** Source material follows **
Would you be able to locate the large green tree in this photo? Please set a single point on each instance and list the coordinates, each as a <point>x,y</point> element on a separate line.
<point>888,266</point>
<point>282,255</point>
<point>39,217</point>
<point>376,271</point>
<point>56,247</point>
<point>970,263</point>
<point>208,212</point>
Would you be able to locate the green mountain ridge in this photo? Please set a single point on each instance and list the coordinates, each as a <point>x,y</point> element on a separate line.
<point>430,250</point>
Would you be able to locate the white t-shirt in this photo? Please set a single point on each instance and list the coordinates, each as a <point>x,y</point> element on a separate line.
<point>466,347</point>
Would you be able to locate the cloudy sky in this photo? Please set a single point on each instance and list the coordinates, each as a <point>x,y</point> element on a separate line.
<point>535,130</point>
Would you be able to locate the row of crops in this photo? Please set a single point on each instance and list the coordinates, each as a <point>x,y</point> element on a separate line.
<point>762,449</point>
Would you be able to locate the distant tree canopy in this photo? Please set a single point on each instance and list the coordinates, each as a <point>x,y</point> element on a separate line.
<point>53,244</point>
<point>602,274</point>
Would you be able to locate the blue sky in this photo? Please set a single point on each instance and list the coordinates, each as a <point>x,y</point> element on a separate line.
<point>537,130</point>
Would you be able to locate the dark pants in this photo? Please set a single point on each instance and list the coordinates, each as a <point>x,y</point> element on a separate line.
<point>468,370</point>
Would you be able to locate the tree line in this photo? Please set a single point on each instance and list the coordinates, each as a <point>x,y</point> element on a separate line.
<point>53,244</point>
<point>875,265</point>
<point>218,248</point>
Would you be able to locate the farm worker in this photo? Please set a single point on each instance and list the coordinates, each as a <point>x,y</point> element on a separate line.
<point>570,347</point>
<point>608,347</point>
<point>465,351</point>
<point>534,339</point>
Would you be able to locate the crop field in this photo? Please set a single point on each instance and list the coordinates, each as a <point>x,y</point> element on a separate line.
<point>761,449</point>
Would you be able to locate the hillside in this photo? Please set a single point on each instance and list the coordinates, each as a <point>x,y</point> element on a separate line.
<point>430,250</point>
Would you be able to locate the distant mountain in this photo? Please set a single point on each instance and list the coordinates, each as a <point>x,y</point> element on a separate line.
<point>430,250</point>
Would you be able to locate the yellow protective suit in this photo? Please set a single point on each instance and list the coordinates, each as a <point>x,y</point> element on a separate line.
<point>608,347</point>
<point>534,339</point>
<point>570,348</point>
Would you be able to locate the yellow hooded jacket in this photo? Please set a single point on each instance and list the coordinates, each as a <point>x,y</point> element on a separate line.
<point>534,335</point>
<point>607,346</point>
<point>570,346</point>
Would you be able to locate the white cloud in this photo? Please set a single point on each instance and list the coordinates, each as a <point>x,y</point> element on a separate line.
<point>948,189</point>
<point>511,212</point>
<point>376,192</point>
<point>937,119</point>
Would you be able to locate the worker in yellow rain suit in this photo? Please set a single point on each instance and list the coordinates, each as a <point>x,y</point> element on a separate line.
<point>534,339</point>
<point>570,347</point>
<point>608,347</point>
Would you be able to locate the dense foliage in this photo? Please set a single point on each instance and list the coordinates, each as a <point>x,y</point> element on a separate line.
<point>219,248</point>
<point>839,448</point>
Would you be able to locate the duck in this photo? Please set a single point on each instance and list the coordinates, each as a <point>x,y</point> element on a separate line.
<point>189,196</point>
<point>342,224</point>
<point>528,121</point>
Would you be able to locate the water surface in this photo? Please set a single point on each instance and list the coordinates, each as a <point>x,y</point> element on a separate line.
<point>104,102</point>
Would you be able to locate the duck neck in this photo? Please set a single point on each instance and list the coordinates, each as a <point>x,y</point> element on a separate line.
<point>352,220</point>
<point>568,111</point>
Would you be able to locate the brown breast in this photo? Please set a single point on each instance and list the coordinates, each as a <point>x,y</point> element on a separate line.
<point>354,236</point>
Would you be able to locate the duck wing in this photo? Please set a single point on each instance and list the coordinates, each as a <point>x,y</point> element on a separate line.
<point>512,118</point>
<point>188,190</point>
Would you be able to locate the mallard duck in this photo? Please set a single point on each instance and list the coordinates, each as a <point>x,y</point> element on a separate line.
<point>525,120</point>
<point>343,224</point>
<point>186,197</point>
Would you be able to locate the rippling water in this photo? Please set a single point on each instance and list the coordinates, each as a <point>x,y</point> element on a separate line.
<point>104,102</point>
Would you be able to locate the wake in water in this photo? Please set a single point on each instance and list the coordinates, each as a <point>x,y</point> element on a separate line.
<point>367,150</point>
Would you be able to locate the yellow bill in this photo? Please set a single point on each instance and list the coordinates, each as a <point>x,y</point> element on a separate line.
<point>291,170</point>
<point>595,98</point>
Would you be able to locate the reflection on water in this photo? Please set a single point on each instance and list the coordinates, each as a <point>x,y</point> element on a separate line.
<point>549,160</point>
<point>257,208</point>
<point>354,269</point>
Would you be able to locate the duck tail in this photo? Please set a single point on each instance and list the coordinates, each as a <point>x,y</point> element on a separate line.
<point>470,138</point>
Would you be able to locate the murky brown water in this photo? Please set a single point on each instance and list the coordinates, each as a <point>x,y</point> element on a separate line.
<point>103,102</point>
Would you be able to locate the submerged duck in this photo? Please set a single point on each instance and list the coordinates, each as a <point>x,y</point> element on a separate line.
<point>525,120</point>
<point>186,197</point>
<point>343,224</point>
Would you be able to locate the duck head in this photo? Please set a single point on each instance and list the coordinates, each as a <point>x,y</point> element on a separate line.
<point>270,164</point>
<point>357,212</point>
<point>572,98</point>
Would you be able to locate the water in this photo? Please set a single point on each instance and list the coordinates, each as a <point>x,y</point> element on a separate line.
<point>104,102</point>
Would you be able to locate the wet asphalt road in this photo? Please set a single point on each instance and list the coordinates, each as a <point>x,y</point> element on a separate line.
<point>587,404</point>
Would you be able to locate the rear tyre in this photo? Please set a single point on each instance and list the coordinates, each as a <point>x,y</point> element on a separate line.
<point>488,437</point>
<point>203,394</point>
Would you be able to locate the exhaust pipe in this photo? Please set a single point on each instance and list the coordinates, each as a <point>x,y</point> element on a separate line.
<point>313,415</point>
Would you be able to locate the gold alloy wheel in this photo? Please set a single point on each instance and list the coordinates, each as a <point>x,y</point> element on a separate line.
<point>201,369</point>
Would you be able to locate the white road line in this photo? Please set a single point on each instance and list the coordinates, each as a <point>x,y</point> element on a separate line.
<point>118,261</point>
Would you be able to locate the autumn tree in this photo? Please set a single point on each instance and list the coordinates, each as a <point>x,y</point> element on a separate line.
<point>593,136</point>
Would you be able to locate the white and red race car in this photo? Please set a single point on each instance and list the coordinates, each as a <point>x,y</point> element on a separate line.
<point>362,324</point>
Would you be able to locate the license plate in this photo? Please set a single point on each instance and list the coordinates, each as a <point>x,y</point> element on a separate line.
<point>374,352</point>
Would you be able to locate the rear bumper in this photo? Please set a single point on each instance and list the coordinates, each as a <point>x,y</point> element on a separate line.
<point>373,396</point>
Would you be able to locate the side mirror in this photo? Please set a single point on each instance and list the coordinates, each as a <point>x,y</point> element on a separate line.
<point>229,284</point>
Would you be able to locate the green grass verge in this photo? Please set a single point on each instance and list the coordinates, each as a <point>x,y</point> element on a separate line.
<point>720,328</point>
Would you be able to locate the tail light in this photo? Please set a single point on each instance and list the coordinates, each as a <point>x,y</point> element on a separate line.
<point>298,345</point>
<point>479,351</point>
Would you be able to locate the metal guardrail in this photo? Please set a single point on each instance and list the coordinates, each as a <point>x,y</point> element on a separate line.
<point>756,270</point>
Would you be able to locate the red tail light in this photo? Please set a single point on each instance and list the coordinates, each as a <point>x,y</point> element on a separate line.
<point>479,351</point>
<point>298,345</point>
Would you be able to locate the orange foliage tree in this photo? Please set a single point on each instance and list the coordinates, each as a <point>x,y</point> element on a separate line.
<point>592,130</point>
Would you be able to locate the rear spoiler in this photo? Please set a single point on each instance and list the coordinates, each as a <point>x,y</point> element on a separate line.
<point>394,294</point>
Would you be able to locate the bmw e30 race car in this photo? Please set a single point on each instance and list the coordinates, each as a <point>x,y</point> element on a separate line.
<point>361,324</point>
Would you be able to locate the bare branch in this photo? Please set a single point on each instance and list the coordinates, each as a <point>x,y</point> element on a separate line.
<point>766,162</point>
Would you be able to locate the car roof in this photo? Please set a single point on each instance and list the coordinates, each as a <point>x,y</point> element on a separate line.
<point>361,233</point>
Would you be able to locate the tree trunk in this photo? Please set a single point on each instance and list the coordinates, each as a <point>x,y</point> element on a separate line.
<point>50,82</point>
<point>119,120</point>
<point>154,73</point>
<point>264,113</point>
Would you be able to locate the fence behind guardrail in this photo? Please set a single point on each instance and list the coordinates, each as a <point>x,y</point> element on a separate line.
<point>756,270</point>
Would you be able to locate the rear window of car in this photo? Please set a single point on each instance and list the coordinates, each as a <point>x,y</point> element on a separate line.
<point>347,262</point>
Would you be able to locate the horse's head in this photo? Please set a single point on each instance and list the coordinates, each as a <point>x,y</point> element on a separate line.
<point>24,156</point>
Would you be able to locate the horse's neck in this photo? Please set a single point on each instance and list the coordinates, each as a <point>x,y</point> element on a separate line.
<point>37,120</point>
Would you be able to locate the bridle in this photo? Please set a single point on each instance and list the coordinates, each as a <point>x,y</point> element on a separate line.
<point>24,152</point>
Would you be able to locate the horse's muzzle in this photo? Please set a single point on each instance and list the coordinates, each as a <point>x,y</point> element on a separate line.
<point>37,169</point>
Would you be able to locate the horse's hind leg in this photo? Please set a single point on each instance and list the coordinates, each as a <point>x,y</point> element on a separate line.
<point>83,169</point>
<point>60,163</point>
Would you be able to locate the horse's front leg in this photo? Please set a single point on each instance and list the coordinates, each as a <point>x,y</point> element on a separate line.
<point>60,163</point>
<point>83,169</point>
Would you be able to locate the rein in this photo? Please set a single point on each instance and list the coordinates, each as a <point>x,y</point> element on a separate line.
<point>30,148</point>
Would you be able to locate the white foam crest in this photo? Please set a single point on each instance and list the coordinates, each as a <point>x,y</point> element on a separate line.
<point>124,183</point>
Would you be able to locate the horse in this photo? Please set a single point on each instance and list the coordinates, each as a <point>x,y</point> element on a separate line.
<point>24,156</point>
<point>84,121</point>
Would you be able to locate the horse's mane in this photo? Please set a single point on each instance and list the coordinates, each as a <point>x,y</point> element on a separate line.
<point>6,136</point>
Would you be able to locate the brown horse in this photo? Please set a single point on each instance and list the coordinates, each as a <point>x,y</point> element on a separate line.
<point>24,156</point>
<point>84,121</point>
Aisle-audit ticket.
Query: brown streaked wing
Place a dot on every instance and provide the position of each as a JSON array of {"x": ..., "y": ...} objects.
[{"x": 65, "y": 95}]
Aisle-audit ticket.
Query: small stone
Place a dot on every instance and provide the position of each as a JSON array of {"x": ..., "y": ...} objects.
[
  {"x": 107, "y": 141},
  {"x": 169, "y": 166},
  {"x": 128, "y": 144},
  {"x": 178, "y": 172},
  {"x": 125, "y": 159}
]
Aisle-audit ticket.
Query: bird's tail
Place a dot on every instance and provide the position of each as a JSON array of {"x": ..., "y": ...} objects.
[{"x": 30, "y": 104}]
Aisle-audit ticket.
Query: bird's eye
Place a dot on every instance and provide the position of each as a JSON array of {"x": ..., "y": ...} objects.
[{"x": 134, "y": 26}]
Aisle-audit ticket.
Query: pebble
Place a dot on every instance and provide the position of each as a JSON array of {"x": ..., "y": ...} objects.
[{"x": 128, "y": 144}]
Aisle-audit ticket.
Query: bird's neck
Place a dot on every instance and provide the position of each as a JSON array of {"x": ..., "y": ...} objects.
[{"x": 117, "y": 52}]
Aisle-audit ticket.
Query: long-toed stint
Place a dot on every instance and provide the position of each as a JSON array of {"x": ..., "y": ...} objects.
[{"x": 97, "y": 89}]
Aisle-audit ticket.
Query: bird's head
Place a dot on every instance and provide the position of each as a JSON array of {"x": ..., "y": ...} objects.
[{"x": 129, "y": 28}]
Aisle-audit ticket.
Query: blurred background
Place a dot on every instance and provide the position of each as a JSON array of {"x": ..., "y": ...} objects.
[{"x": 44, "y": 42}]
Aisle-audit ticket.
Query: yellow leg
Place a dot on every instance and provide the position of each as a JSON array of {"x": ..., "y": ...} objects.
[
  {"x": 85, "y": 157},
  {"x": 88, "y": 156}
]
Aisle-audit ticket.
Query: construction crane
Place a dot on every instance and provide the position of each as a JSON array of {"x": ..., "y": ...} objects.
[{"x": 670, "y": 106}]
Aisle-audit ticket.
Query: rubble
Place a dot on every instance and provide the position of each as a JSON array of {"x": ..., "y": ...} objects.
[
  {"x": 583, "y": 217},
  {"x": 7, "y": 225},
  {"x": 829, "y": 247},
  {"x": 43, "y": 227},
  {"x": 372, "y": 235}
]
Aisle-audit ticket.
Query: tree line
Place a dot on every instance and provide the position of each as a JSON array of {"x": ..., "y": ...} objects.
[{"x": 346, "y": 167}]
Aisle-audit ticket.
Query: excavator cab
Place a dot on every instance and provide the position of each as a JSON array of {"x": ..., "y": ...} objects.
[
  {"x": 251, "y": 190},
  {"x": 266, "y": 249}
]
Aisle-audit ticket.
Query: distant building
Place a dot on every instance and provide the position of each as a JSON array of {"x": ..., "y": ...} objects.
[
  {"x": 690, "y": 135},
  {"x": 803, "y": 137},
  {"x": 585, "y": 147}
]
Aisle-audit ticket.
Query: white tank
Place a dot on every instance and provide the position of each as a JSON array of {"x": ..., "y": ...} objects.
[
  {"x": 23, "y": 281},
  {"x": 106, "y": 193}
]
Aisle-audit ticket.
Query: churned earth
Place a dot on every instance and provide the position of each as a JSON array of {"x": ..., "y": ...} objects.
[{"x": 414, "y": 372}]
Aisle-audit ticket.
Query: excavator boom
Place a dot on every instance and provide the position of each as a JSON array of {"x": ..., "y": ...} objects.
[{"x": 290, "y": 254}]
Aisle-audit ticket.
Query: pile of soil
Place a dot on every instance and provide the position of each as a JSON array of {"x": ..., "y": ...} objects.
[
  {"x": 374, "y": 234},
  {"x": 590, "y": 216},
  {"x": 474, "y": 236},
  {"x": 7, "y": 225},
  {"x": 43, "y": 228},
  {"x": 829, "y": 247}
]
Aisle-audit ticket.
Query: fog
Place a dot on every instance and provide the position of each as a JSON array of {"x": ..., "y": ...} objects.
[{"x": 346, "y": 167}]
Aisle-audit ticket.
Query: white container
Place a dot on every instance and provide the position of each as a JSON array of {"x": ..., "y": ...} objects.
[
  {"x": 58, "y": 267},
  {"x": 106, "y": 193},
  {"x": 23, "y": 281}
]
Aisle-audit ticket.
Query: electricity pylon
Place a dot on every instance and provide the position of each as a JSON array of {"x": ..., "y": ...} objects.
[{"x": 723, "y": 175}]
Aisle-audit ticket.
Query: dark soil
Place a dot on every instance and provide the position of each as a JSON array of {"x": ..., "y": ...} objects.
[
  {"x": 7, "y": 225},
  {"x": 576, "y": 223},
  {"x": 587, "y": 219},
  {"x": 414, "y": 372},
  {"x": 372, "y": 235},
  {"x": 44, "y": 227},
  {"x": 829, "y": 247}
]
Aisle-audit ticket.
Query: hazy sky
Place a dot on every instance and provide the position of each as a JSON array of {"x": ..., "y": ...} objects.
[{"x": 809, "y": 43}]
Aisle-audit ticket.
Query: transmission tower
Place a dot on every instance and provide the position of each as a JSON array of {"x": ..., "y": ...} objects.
** End of Source material **
- _Prompt_:
All lines in the records with the string "excavator" should be copied out.

- _Exercise answer_:
Query: excavator cab
Query: excavator boom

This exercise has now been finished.